— BEGIN Excerpted data —

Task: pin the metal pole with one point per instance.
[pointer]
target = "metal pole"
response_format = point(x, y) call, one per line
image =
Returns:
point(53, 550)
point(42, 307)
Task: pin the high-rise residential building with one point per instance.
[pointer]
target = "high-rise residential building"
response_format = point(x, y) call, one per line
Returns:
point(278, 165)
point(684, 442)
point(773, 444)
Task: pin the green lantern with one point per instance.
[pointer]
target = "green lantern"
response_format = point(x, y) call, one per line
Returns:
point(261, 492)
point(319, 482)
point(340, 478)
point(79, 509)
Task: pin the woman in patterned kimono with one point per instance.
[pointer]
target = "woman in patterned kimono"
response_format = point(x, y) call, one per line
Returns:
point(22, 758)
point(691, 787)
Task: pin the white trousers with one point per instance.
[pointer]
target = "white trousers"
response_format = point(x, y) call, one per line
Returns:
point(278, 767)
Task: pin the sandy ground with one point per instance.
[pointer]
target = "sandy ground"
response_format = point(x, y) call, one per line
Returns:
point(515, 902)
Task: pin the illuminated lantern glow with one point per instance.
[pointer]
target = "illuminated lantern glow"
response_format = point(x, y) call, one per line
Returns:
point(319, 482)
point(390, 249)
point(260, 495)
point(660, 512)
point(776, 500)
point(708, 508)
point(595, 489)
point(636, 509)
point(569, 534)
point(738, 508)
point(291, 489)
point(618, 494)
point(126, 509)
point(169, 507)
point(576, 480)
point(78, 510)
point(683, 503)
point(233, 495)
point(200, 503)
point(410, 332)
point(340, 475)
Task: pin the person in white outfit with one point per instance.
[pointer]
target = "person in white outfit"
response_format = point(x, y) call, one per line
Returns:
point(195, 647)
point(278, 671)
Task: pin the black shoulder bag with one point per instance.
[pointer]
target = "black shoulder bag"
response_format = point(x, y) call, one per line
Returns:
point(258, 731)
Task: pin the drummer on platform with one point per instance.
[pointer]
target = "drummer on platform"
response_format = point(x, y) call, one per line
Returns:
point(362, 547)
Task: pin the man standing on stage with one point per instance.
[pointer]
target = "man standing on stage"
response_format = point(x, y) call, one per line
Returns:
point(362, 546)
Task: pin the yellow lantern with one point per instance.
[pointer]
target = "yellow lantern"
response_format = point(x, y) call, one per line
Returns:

— END Excerpted data —

__Aim of the task__.
Edit the listing from its first line down through the line containing "point(773, 444)", swapping "metal pole" for "steel pole" and keeping everything else the same.

__Exercise output__.
Task: pin the steel pole with one point per instance.
[pointer]
target = "steel pole"
response_format = point(x, y) call, one per line
image =
Returns:
point(53, 550)
point(42, 307)
Task: pin the high-rise residential building with one point per instance.
[pointer]
target = "high-rise residential building"
response_format = point(x, y) call, one per line
Returns:
point(278, 165)
point(684, 442)
point(773, 444)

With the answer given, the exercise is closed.